Ah! gli anni Novanta, l'era dorata dell'alternative
rock. Difficile raccontare quel tempo a chi non l'ha vissuto. I Superchunk
sono indubitabilmente figli anche loro di quegli strani giorni in cui
le major rovistavano nei garage di mezza America con in mano i libretti
degli assegni, nella gara per assicurarsi la next big thing. A
differenza di tanti altri, però, Matt McCaughan, Laura Ballance e soci
rimasero allora fedeli a un'etica do-it-yourself che li vide persino
abbandonare l'etichetta indipendente con cui pubblicarono i primi lp (la
Matador), dopo che quest'ultima ebbe firmato un accordo di distribuzione
con l'Atlantic, scegliendo di continuare a incidere e prodursi i dischi
in autonomia, cioè attraverso quella Merge Records che avevano fondato
quasi per scherzo nel 1989 e che negli anni riuscì a diventare un piccolo
baluardo dell'indie USA, meritevole nel supportare act di culto come Neutral
Milk Hotel e Magnetic Fields e finanche capace di spingere in classifica
alcuni dei nomi più interessanti del decennio successivo (Arcade Fire,
Spoon, M. Ward...).
------------
* _COSA FARE_:
1 > Rispondi a queste domande sul testo dedicato ai Superchunk:
(a) In che anno fu fondata la Merge Records?
(b) Con quale etichetta la Matador firmò un accordo di distribuzione?
(c) Quali nomi del decennio successivo vengono citati tra parentesi?
2 > Traduci in inglese questa frase del testo sui Superchunk: "Difficile raccontare quel tempo a chi non l'ha vissuto."

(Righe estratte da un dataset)
------------
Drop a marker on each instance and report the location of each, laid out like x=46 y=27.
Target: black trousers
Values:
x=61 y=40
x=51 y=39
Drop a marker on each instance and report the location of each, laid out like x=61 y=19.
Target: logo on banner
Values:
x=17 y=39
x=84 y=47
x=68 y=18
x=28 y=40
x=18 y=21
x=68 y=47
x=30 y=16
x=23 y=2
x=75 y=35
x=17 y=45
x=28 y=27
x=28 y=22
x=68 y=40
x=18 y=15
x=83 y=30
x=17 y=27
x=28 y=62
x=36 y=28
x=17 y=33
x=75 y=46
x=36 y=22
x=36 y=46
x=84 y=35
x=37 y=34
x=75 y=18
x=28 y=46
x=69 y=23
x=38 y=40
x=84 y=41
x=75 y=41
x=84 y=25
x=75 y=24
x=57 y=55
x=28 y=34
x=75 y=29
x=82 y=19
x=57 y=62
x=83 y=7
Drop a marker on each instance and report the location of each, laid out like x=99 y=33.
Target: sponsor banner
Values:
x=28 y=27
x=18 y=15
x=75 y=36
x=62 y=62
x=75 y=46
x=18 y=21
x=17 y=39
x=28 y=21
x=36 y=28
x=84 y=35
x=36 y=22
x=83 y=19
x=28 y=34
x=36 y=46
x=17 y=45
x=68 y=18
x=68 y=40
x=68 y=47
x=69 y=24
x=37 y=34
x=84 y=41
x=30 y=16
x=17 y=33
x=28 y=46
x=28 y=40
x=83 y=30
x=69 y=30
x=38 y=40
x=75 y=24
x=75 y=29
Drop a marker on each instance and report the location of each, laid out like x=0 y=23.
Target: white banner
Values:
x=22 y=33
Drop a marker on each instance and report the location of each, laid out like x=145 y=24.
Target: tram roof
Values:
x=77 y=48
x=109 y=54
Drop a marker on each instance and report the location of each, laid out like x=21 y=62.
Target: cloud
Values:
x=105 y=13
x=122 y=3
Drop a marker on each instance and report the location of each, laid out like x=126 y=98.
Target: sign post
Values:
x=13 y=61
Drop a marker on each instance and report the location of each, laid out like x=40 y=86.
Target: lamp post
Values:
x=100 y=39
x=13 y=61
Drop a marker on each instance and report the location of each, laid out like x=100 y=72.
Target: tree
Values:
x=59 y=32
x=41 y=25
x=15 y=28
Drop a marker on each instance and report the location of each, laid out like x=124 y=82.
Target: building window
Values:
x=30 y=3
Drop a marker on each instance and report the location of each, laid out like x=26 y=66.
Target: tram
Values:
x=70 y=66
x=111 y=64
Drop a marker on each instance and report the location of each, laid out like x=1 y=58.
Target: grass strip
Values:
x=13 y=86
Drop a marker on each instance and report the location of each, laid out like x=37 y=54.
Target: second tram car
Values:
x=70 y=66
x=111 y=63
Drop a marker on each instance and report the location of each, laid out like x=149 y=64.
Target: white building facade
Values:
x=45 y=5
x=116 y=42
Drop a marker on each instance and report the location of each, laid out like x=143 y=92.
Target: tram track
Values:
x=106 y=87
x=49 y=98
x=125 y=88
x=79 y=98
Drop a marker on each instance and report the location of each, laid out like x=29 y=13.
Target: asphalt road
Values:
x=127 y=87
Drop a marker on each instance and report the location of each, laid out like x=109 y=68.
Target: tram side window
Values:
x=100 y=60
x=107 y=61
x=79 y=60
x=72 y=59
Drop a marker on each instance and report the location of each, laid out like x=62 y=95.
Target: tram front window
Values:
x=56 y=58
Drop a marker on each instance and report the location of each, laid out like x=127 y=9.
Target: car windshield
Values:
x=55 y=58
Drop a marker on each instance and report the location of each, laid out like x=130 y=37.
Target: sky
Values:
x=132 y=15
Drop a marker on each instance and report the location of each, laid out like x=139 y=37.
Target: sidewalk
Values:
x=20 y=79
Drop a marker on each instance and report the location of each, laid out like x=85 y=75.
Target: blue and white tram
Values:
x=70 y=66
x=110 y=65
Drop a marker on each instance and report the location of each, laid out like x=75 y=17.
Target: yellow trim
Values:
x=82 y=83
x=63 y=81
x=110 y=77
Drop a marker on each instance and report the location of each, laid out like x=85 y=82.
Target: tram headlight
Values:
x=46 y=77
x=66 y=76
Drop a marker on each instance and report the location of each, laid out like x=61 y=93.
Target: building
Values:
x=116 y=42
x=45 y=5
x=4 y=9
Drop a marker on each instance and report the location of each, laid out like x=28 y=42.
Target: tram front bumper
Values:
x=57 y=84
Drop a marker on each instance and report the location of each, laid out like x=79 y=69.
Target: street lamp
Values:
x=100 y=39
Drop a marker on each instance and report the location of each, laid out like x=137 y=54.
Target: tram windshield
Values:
------------
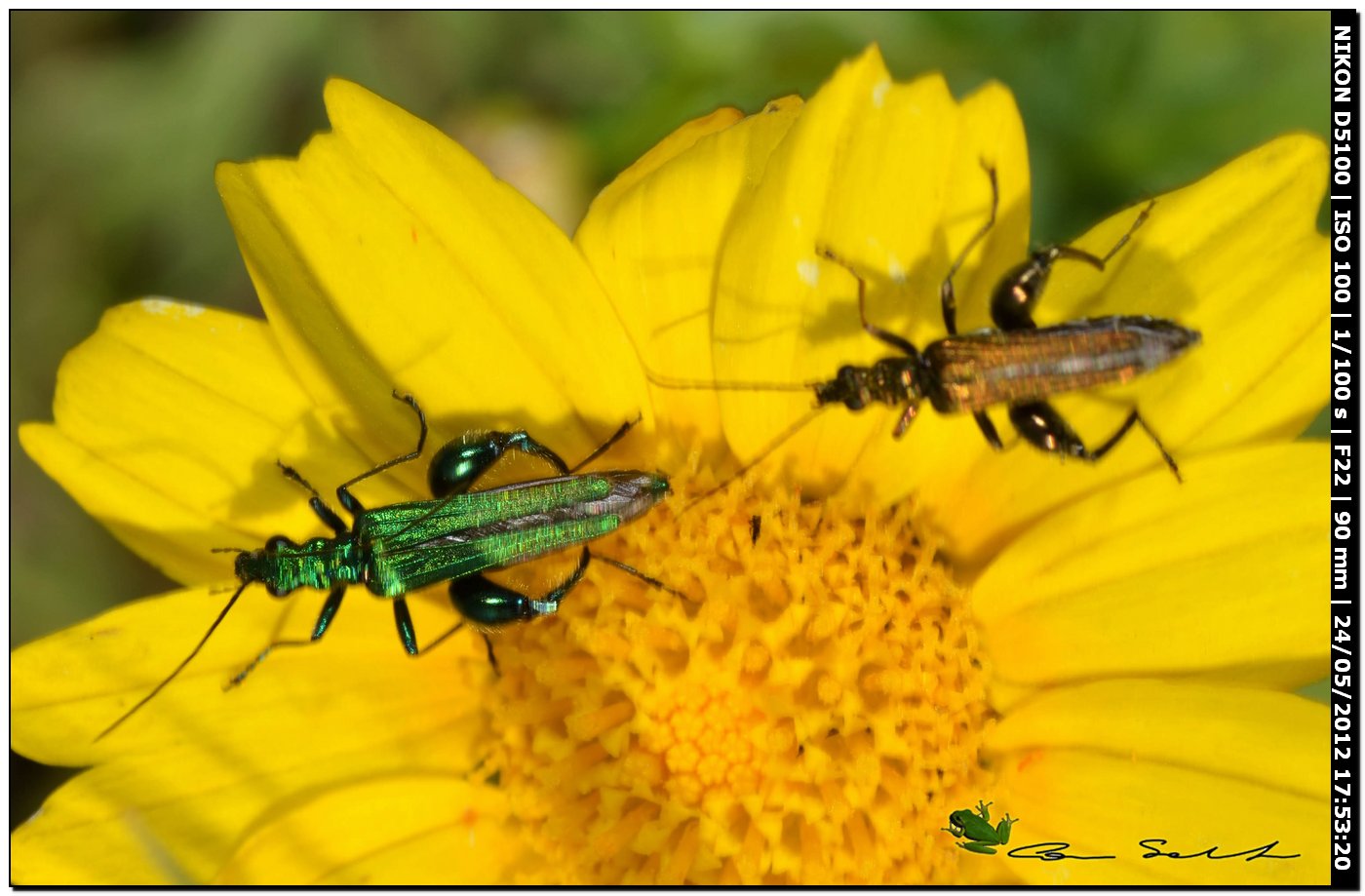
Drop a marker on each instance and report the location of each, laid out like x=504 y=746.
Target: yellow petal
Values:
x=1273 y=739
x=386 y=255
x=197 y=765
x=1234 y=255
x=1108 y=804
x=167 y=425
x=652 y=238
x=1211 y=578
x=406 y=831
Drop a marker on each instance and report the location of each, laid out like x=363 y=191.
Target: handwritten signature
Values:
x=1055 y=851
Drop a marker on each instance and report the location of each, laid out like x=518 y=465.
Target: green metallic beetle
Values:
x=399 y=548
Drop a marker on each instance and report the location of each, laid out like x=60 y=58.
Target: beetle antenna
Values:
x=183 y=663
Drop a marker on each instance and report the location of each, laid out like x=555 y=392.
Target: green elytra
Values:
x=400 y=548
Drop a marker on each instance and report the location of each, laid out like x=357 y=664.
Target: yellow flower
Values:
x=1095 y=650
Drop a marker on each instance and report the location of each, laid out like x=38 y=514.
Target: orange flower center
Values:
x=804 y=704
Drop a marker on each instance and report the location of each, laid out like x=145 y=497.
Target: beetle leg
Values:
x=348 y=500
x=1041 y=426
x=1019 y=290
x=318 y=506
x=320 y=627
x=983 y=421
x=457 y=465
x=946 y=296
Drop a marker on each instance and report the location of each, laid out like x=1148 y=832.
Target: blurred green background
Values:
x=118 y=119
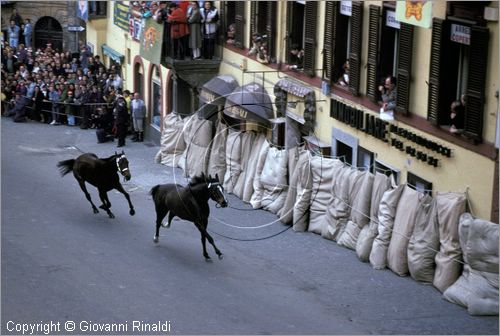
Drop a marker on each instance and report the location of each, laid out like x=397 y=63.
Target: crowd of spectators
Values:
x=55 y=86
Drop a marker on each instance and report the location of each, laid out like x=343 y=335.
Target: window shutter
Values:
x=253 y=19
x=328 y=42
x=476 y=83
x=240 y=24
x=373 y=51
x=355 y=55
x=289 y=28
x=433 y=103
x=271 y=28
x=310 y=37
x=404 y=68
------------
* _RISPOSTE IN ORDINE_:
1 >
(a) Nel 1989.
(b) Con l'Atlantic.
(c) Arcade Fire, Spoon e M. Ward.

2 > It's hard to describe that time to anyone who didn't live through it.